"""
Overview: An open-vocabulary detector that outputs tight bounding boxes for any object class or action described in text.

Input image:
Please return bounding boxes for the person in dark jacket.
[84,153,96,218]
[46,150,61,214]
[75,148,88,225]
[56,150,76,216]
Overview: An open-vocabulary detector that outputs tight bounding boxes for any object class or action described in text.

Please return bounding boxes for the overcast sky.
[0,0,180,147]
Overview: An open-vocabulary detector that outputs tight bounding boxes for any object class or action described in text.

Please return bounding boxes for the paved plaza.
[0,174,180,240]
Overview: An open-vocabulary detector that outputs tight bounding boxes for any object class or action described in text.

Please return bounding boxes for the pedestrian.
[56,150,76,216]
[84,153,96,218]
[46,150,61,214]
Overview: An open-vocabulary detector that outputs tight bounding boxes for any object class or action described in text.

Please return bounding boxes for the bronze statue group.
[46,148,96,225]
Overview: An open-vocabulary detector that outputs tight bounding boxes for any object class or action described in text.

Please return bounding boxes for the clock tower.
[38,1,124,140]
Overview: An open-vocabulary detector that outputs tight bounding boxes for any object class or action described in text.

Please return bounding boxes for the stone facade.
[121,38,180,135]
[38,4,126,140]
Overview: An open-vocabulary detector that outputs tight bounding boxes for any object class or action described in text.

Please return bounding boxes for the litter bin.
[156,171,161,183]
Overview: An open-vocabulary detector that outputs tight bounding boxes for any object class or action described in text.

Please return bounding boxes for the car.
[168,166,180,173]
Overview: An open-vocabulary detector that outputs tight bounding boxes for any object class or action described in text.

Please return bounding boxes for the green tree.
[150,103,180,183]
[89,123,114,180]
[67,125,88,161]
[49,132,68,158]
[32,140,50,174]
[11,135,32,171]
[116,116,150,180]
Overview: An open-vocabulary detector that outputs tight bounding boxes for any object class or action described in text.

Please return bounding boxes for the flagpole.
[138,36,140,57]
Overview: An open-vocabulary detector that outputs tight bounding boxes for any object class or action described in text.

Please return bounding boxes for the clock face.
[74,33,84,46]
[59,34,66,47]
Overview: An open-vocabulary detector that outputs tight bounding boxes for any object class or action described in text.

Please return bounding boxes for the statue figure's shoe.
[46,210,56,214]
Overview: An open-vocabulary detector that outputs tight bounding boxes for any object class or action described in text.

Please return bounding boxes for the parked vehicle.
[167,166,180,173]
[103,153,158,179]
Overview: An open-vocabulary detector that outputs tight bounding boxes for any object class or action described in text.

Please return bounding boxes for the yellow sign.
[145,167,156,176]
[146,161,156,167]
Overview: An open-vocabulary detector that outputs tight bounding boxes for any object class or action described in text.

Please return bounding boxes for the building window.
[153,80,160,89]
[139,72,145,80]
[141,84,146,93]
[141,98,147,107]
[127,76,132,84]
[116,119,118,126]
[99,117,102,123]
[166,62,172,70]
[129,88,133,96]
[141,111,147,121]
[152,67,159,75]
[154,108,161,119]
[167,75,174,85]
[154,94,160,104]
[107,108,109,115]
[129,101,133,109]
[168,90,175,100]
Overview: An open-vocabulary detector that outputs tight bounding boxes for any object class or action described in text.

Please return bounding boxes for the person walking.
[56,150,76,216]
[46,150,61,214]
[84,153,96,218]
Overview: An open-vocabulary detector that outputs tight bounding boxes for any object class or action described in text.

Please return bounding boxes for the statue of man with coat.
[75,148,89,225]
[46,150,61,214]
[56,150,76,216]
"""
# [DIRECTIONS FOR THIS TASK]
Copy all of the entries above word for word.

# [TASK ANSWER]
Overview: An open-vocabulary detector that outputs tight bounding boxes for any object class or action described in text.

Input image:
Please return bounding boxes for the person in dark jacket.
[84,153,96,218]
[46,150,61,214]
[75,148,88,225]
[56,150,76,216]
Overview: An open-vocabulary detector that outputs tight bounding boxes for any object class or action described in text.

Please return bounding boxes for the overcast sky.
[0,0,180,147]
Overview: An open-vocabulary detector that outputs tight bounding boxes for any object class or action described in text.

Please return bounding boxes for the paved plaza.
[0,174,180,240]
Overview: An open-vocabulary detector that outputs tight bounding boxes for any object class or action described in text.

Please return bounding boxes for the pedestrian.
[56,150,76,216]
[84,153,96,218]
[46,150,61,214]
Overview: An open-vocabulary detector that outputs tight bounding boxes for any object class or action described in text.

Please return bounding boxes for the bronze statue group.
[46,148,96,225]
Overview: An open-vocabulary detector that outputs tight bounding boxes for any object class or action described in text.

Please return bounding boxes for the clock tower.
[38,1,124,140]
Overview: An open-vocabulary detector that outputs tight bounding boxes for any object class or action described in text.

Please return bounding boxes for the stone facade.
[121,38,180,135]
[38,4,126,140]
Overview: An open-vocabulary detector that outputs tight bounding boxes for any object class or action described in text.

Please return bounding boxes for the litter bin.
[156,171,161,183]
Overview: An open-vocabulary detector that outputs tight bounding boxes for any object class or action described in text.

Please return bounding boxes for the car.
[168,166,180,173]
Overview: An open-vocabulary detector that outputs tight bounding boxes for any object class or action described in text.

Please return bounding boxes for the green tree.
[150,103,180,183]
[89,123,114,180]
[67,125,88,161]
[49,132,68,158]
[32,140,50,174]
[11,135,32,171]
[116,116,150,180]
Overview: An open-vocabulary detector that outputs tight bounding boxes for any object class or action described in text.

Please return bounding boxes for the flagpole.
[138,36,140,57]
Overview: An open-vocabulary detector that outputs tight bounding boxes for any object class or action described in text.

Please return bounding boxes for the clock face.
[74,33,84,46]
[59,34,66,47]
Overview: An open-vocabulary detector that outputs tight bounding boxes for any object class or action described in text.

Please return bounding boxes for the statue figure's shoe.
[46,210,56,214]
Overview: An open-vocabulary detector that outputs tight bounding boxes for any object class or action described in text.

Please return bounding boxes for the parked vehicle.
[167,166,180,173]
[103,153,158,179]
Overview: An open-vocabulary detector that outputs tight bounding boxes for any object class or action described in text.

Please return bounding boxes for the yellow sign.
[145,167,156,176]
[146,161,156,167]
Overview: An open-vocabulary detector that outputs tight bounding boxes for any object class or action described in text.

Please return bounding boxes for the building window.
[153,80,160,89]
[139,72,145,80]
[141,84,146,93]
[141,98,147,107]
[127,76,132,84]
[116,119,118,126]
[99,117,102,123]
[166,62,172,70]
[129,88,133,96]
[141,111,147,121]
[152,67,159,75]
[154,108,161,119]
[167,75,174,85]
[154,94,160,104]
[107,108,109,115]
[129,101,133,109]
[168,90,175,100]
Overview: An open-vocabulary detector that outputs tight bounding boxes for any object class or action described in text.

Please return bounding boxes for the person walking.
[56,150,76,216]
[46,150,61,214]
[84,153,96,218]
Overview: An open-vocabulary detector that outputs tight bounding boxes for any object class or action described in text.

Please return bounding boxes for the statue of man with coat.
[75,148,89,225]
[46,150,61,214]
[56,150,76,216]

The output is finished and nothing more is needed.